● **PETIT EXERCICE 1**:
Relevez tous les noms d'allocations cités dans l'entretien.
● **PETIT EXERCICE 2**:
Résumez l'entretien en deux phrases.
● **PETIT EXERCICE 3**:
Recopiez le passage de l'entretien compris entre « Qu’est-ce qui te » et « chômeurs et chômeuses. », ces deux limites incluses.

Ce gouvernement, avec à sa tête un premier
ministre socialiste, a lancé un vaste plan d’austérité et de régression
sociale, avec, pour 2012, une facture de quelque 14 milliards d’euros, à payer,
pour l’essentiel, par les travailleur/euse/s et les allocataires sociaux.
Qu’est-ce qui te scandalise plus dans ce
premier train de mesures.
Daniel Richard :
En tant que responsable syndical interprofessionnel, ce qui me révolte le plus,
ce sont les mesures prises concernant le chômage. Ce sont des mesures qui visent
à créer la division entre travailleurs avec ou sans emploi et qui frappent,
d’une manière ou d’une autre, tous les chômeurs et chômeuses.
Ce qui est particulièrement odieux, c’est, d’une part, la
dégressivité renforcée des allocations de chômage jusqu’à des montants minimum
forfaitaires pour une majorité de chômeurs, et, d’autre part, la limitation à
trois ans des allocations d’attente, rebaptisée allocations d’insertion, pour
les jeunes sans emploi ou des travailleurs n’ayant pas suffisamment de jours de
travail pour avoir droit au chômage
complet. Cette catégorie de personnes
devra frapper à la porte des CPAS des communes, qui sont déjà
financièrement étranglées et ne pourront pas compter sur le pouvoir de tutelle
régional qui, lui aussi, est désargenté.
On va donc assister à une paupérisation progressive et
généralisée de la population déjà la plus fragilisée. Et, après ça, on va
s’étonner du développement du travail au noir ! Et puis, et cela plaide
pour la solidarité dans l’action entre travailleurs avec et sans emploi, cette
précarisation renforcée et généralisée du marché du travail va tirer vers le
bas les conditions de travail et de rémunération de tous les travailleurs.
Je note également que ces différentes mesures vont nous
tomber dessus, et comme par hasard, soit après les élections communales de
cette année, soit après les élections législatives de 2014 !

Entrées de données
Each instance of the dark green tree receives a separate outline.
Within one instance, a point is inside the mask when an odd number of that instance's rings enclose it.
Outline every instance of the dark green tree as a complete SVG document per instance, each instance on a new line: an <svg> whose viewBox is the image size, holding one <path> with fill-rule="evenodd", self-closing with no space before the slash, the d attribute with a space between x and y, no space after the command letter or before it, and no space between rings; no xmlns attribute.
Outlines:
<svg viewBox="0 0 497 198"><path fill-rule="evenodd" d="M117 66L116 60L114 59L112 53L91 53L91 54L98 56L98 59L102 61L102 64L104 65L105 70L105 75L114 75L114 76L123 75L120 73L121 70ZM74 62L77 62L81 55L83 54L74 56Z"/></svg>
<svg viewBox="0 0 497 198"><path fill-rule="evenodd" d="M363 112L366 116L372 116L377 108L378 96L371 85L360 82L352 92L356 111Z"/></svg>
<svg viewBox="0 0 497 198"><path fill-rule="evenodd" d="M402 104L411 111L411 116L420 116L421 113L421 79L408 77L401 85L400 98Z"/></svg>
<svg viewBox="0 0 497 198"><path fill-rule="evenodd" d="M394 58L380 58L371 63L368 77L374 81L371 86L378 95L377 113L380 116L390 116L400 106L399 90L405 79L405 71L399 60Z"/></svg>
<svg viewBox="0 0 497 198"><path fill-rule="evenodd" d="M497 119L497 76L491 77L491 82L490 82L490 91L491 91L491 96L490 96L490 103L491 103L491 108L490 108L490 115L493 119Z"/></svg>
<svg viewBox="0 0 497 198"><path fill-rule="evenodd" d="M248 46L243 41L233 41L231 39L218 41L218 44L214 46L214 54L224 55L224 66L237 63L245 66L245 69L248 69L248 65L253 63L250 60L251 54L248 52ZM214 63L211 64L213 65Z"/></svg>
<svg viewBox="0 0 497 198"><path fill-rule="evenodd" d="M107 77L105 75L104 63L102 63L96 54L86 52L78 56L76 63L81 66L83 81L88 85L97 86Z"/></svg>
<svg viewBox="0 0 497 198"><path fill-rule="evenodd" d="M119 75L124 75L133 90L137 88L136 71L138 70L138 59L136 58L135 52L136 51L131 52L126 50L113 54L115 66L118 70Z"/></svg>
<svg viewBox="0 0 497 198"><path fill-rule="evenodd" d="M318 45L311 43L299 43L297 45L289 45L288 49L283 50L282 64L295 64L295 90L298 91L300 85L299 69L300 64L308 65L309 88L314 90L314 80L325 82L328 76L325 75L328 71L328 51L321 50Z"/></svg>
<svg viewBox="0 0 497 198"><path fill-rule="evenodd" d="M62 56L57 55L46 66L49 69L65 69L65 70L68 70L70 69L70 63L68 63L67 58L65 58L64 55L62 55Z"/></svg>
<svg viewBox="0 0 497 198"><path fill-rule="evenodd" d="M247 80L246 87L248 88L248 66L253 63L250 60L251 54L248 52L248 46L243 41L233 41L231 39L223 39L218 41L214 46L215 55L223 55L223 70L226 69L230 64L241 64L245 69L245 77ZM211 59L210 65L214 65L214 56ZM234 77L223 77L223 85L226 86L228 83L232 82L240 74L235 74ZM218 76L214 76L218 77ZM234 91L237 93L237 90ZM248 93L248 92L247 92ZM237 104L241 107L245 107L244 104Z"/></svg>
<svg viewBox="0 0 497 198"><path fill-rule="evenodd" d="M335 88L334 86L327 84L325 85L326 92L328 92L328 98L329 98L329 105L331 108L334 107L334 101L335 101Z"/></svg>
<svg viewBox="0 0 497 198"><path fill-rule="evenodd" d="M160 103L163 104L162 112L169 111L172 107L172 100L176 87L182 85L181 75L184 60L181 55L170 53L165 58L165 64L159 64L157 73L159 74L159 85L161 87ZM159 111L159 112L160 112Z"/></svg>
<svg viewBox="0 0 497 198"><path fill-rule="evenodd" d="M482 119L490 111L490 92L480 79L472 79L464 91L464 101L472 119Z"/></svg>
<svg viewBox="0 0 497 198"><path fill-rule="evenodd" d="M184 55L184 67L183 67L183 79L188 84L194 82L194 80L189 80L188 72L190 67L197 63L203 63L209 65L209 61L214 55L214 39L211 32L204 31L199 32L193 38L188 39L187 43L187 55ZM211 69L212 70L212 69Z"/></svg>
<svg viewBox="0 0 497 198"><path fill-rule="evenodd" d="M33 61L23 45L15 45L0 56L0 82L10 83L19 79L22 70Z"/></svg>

● **RÉPONSE ATTENDUE 1**:
allocations de chômage
allocations d'attente
allocations d'insertion

● **RÉPONSE ATTENDUE 2**:
Daniel Richard, responsable syndical interprofessionnel, s'indigne surtout des mesures du plan d'austérité qui touchent le chômage : la dégressivité renforcée des allocations de chômage et la limitation à trois ans des allocations d'attente, qui renverront de nombreuses personnes vers des CPAS déjà financièrement étranglés. Il annonce une paupérisation progressive de la population la plus fragilisée et une baisse des conditions de travail et de rémunération de tous les travailleurs, et relève que ces mesures tomberont après les élections communales ou après les législatives de 2014.

● **RÉPONSE ATTENDUE 3**:
Qu’est-ce qui te scandalise plus dans ce
premier train de mesures.
Daniel Richard :
En tant que responsable syndical interprofessionnel, ce qui me révolte le plus,
ce sont les mesures prises concernant le chômage. Ce sont des mesures qui visent
à créer la division entre travailleurs avec ou sans emploi et qui frappent,
d’une manière ou d’une autre, tous les chômeurs et chômeuses.